### [Exercise aim]
Transcribe the part of the vacuum chamber passage that opens with the words containing "[0009] FIG. 3" and closes with "of the invention.".

A tubular chamber wall is adjacent to the bottom plate. A bottom
removable seal provides a vacuum seal between the bottom plate and
the tubular chamber wall at a first end of the tubular wall. A top
plate is adjacent to the tubular chamber wall. A top removable seal
provides a vacuum seal between a second end of the tubular wall and
the top plate. A wafer chuck is disposed between the bottom plate
and the top plate.
[0005] These and other features of the present invention will be
described in more details below in the detailed description of the
invention and in conjunction with the following figures.
BRIEF DESCRIPTION OF THE DRAWINGS
[0006] The present invention is illustrated by way of example, and
not by way of limitation, in the figures of the accompanying
drawings and in which like reference numerals refer to similar
elements and in which:
[0007] FIG. 1 is perspective view of an embodiment of the
invention.
[0008] FIG. 2 is a cross-sectional view of the embodiment shown in
FIG. 1.
[0009] FIG. 3 is a disassembled view of the embodiment shown in
FIG. 2.
[0010] FIG. 4 is a schematic view of a plasma processing system
that uses an embodiment of the invention.
[0011] FIG. 5 is an enlarged view of section 5 of the embodiment
shown in FIG. 2.
[0012] FIG. 6 is an enlarged view of section 6 of the embodiment
shown in FIG. 2.
DETAILED DESCRIPTION OF THE PREFERRED EMBODIMENTS
[0013] The present invention will now be described in detail with
reference to a few preferred embodiments thereof as illustrated in
the accompanying drawings. In the following description, numerous
specific details are set forth in order to provide a thorough
understanding of the present invention. It will be apparent,
however, to one skilled in the art, that the present invention may
be practiced without some or all of these specific details. In
other instances, well known process steps and/or structures have
not been described in detail in order to not unnecessarily obscure
the present invention.

### [Entries shown]
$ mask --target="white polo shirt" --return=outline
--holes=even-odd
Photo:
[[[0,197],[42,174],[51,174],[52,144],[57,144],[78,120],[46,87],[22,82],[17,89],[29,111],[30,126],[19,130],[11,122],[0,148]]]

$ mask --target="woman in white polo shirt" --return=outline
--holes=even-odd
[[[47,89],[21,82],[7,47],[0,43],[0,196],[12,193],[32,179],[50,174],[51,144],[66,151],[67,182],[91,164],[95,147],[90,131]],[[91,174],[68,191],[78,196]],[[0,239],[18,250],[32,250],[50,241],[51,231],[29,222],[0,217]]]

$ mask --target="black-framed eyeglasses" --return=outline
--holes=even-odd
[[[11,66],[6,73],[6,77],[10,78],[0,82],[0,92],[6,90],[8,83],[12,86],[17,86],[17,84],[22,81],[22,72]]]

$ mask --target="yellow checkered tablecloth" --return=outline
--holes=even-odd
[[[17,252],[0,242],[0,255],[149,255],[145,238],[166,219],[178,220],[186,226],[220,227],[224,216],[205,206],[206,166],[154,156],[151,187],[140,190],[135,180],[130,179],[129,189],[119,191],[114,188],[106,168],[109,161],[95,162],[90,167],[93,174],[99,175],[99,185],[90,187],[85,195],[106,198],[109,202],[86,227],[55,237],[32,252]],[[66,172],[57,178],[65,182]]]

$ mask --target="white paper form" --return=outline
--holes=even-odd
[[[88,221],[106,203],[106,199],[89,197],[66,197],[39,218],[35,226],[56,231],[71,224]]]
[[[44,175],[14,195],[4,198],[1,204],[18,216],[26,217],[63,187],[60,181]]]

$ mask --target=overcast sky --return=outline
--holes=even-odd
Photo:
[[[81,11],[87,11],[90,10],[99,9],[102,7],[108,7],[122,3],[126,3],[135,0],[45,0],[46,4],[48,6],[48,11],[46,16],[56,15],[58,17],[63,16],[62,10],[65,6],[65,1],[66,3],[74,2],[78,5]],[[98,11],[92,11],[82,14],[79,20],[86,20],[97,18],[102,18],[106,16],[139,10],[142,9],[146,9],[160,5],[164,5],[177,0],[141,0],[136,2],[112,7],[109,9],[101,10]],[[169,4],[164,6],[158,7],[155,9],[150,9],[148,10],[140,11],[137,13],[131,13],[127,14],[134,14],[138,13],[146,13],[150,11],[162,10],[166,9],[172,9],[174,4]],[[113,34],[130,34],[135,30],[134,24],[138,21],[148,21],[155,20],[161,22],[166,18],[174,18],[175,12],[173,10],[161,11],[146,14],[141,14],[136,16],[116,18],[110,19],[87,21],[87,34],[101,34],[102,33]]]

### [The solution]
[0009] FIG. 3 is a disassembled view of the embodiment shown in
FIG. 2.
[0010] FIG. 4 is a schematic view of a plasma processing system
that uses an embodiment of the invention.